* _TEXT TO READ_:
--------------------------------
The GDP should grow about 0.5 percent during the first quarter of 2017, according to the most recent GDPNow forecast [1] released by the Federal Reserve Bank of Atlanta [1]. This growth rate is down slightly from earlier this month when GDPNow predicted growth of 0.6 percent for the quarter. Predicted GDP growth is at its lowest point in three years.

Expectations for Q1 consumer spending growth also dropped slightly with this GDPNow forecast, falling from 0.6 percent growth to just 0.3 percent on the heels of a retail sales report from the U.S. Census Bureau and Consumer Price Index from the U.S. Bureau of Labor Statistics—both released on Monday.

GDPNow has predicted below-1 percent GDP growth multiple times this year, with the biggest drop earlier this month. On April 7, GDPNow’s growth estimate dipped from 1.2 percent to 0.6 percent. The forecast predicted a 2.3 percent growth rate on January 30.

In March, Atlanta Fed economists attributed the decrease to the low volume of vehicle sales and a recently released report on employment from the Bureau of Labor Statistics.

“The forecast for first-quarter real GDP growth fell 0.4 percentage points after the light vehicle sales release from the U.S. Bureau of Economic Analysis and the ISM Non-Manufacturing Report On Business from the Institute for Supply Management … and 0.2 percentage points after the employment release from the U.S. Bureau of Labor Statistics and the wholesale trade release from the U.S. Census Bureau,” they said. “Since April 4, the forecasts for first-quarter real consumer spending growth and real nonresidential equipment investment growth have fallen from 1.2 percent and 9.7 percent to 0.6 percent and 5.6 percent, respectively.”

According to the Financial Times [2], if estimates are correct, it will be the slowest quarter for GDP growth since 2014. Q4 of 2016 saw growth of 2.1 percent.

The Federal Reserve Bank of New York [3] also predicted slowing GDP growth for 2017. Its Nowcasting Report [3], released last week, showed a decrease of 0.2 percent and 0.5 percent for Q1 and Q2, respectively. Despite these dips, the NY Fed still predicted Q1 growth to hit about 2.6 percent.

The Federal Reserve Bank of Atlanta also made headlines in March, when it announced the appointment of a new president [4]—Raphael W. Bostic. The 15th president and CEO of the Atlanta Fed, Bostic replaced Dennis Lockhart, who retired from the bank in February.
--------------------------------
* _CHALLENGE A_: Rewrite all the rows in Block 1 with "pointer" replaced by "marker" and everything else unchanged.
The article and the rows are separate material.
--------------------------------
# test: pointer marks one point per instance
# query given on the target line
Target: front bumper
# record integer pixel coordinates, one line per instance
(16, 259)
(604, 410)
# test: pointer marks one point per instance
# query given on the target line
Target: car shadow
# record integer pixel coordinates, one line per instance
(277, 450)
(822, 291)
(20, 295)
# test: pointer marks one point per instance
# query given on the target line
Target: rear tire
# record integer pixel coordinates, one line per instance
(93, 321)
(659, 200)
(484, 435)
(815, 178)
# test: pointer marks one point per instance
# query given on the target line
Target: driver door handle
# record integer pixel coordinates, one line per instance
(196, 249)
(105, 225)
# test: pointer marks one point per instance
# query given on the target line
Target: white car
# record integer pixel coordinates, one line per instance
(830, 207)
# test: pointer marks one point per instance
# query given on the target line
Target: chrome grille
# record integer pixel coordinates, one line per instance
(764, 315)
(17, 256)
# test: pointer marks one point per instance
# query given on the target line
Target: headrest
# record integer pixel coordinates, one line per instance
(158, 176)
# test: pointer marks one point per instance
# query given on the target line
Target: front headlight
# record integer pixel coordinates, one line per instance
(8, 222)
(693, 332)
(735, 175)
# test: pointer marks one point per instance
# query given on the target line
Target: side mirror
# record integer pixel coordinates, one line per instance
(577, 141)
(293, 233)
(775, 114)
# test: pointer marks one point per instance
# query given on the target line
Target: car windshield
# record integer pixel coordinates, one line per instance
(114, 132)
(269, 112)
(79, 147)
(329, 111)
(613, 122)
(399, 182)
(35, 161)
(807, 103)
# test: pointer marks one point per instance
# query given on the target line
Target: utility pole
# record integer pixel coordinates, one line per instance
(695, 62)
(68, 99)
--------------------------------
* _CHALLENGE B_: Using the GDP forecast article, mark each statement yes or no and quote the words that settle it: (i) GDPNow forecast a 2.3 percent growth rate on January 30. (ii) Dennis Lockhart retired from the Atlanta Fed in March. (iii) Growth in Q4 of 2016 was 2.1 percent.

* _RESPONSE A_:
# test: marker marks one point per instance
# query given on the target line
Target: front bumper
# record integer pixel coordinates, one line per instance
(16, 259)
(604, 410)
# test: marker marks one point per instance
# query given on the target line
Target: car shadow
# record integer pixel coordinates, one line per instance
(277, 450)
(822, 291)
(20, 295)
# test: marker marks one point per instance
# query given on the target line
Target: rear tire
# record integer pixel coordinates, one line per instance
(93, 321)
(659, 200)
(484, 435)
(815, 178)
# test: marker marks one point per instance
# query given on the target line
Target: driver door handle
# record integer pixel coordinates, one line per instance
(196, 249)
(105, 225)
# test: marker marks one point per instance
# query given on the target line
Target: white car
# record integer pixel coordinates, one line per instance
(830, 207)
# test: marker marks one point per instance
# query given on the target line
Target: chrome grille
# record integer pixel coordinates, one line per instance
(764, 315)
(17, 256)
# test: marker marks one point per instance
# query given on the target line
Target: headrest
# record integer pixel coordinates, one line per instance
(158, 176)
# test: marker marks one point per instance
# query given on the target line
Target: front headlight
# record integer pixel coordinates, one line per instance
(8, 222)
(693, 332)
(735, 175)
# test: marker marks one point per instance
# query given on the target line
Target: side mirror
# record integer pixel coordinates, one line per instance
(577, 141)
(293, 233)
(775, 114)
# test: marker marks one point per instance
# query given on the target line
Target: car windshield
# record integer pixel coordinates, one line per instance
(114, 132)
(269, 112)
(79, 147)
(329, 111)
(613, 122)
(399, 182)
(35, 161)
(807, 103)
# test: marker marks one point per instance
# query given on the target line
Target: utility pole
# record integer pixel coordinates, one line per instance
(695, 62)
(68, 99)

* _RESPONSE B_:
(i) Yes: "The forecast predicted a 2.3 percent growth rate on January 30."
(ii) No: "Bostic replaced Dennis Lockhart, who retired from the bank in February."
(iii) Yes: "Q4 of 2016 saw growth of 2.1 percent."